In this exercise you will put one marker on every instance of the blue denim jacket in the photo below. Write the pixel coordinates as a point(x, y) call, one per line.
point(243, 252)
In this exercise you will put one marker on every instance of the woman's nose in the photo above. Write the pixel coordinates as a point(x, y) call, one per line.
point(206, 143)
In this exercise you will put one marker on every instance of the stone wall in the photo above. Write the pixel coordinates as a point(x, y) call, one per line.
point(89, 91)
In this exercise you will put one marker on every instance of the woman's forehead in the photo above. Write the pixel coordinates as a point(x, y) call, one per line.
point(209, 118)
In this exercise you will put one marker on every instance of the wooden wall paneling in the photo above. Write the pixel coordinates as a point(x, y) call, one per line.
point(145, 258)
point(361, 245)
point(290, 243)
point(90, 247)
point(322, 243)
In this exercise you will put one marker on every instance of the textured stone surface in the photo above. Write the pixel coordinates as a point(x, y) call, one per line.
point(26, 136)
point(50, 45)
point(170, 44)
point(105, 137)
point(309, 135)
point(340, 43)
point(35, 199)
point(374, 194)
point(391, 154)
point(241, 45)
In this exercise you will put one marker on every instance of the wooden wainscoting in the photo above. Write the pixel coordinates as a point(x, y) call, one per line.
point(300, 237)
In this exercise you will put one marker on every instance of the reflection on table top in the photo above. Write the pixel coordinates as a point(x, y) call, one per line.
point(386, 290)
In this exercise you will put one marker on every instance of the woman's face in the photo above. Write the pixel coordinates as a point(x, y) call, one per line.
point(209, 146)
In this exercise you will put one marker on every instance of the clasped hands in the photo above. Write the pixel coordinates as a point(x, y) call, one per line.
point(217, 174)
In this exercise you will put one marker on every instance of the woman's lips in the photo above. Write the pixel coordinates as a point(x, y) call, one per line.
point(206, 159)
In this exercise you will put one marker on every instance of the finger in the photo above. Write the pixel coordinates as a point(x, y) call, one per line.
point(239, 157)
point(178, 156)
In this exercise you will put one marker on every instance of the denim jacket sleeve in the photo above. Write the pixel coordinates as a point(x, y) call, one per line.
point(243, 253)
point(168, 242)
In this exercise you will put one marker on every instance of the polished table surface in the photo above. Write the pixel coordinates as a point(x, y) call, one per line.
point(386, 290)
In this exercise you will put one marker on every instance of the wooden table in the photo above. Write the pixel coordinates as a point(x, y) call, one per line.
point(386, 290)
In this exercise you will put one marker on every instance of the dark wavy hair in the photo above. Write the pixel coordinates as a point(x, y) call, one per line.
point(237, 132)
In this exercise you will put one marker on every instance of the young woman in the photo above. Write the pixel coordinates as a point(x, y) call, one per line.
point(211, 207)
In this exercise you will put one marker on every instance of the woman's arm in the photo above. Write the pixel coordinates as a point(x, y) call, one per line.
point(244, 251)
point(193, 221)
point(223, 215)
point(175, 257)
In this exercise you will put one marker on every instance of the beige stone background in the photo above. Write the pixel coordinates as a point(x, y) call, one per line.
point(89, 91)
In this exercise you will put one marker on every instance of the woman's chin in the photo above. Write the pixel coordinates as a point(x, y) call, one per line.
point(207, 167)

**PROBLEM TO SOLVE**
Can you reproduce all the material exactly?

**EXERCISE SOLUTION**
In this exercise you will put one marker on every instance of the blue denim jacket in the photo below. Write the pixel coordinates as a point(x, y) call, one per line.
point(243, 252)
In this exercise you will put one marker on every instance of the woman's nose in the photo above. Write the pixel coordinates as a point(x, y) call, one per line.
point(206, 143)
In this exercise you will put one marker on every instance of the stone wall in the photo above. Write the pixel coordinates as a point(x, y) call, one per line.
point(89, 91)
In this exercise you will put one marker on every instance of the woman's forehead in the photo above. Write the pixel coordinates as a point(x, y) call, one per line.
point(209, 118)
In this exercise you will put one marker on every instance of the wooden wall paneling in the photo above. Write the pixel coordinates as a point(x, y) call, one per line.
point(145, 258)
point(361, 245)
point(290, 243)
point(90, 247)
point(322, 243)
In this exercise you will put one marker on every instance of the textured stone surface in the photo above. Write the pixel coordinates as a point(x, y) call, one per line.
point(26, 136)
point(50, 45)
point(170, 44)
point(105, 137)
point(309, 135)
point(340, 43)
point(35, 199)
point(374, 194)
point(391, 154)
point(241, 45)
In this exercise you will put one marker on every instance of the wooden wainscoting in the photo above. Write the pixel coordinates as a point(x, y) call, one per line.
point(300, 237)
In this exercise you will put one marker on every instance of the reflection on table top in the photo above. Write the pixel coordinates as a point(x, y) call, one per line.
point(386, 290)
In this exercise you will put one marker on every instance of the woman's face in the photo above. Write the pixel coordinates as a point(x, y) call, one per line.
point(209, 146)
In this exercise you will put one marker on every instance of the clasped hands in the photo above. Write the pixel coordinates as a point(x, y) call, one per line.
point(217, 174)
In this exercise you will put one marker on every instance of the woman's lips in the photo above. Write the pixel coordinates as a point(x, y) call, one per line.
point(206, 159)
In this exercise you will put one marker on every instance of the finger in the photo above. Write the pixel coordinates as a point(x, y) call, one per line.
point(239, 157)
point(178, 156)
In this exercise you will put one marker on every instance of the denim jacket sleeve in the photo above. Write the pixel coordinates as a point(x, y) call, one per line.
point(243, 253)
point(168, 242)
In this exercise you will put one marker on every instance of the polished table surface in the photo above. Write the pixel coordinates as a point(x, y) call, one per line.
point(386, 290)
In this exercise you will put one marker on every instance of the wooden table in the photo above. Write the pixel coordinates as a point(x, y) call, one per line.
point(386, 290)
In this exercise you will put one marker on every instance of the dark wavy hair in the photo above. Write the pixel coordinates as a point(x, y) call, one per line.
point(237, 132)
In this exercise you will put one marker on every instance of the young woman in the photo above. Write the pixel coordinates as a point(x, y) call, one per line.
point(211, 207)
In this exercise you will put one marker on every instance of the woman's arm in the photo above. Write the pixel coordinates as a point(x, y) call, one per line.
point(244, 251)
point(193, 221)
point(223, 215)
point(175, 257)
In this exercise you will put one marker on every instance of the beige stone background in the photo above. Write the pixel coordinates as a point(x, y) call, one per line.
point(89, 91)
In this exercise you will put one marker on every instance of the woman's chin in the photo above. Write the pixel coordinates as a point(x, y) call, one per line.
point(207, 167)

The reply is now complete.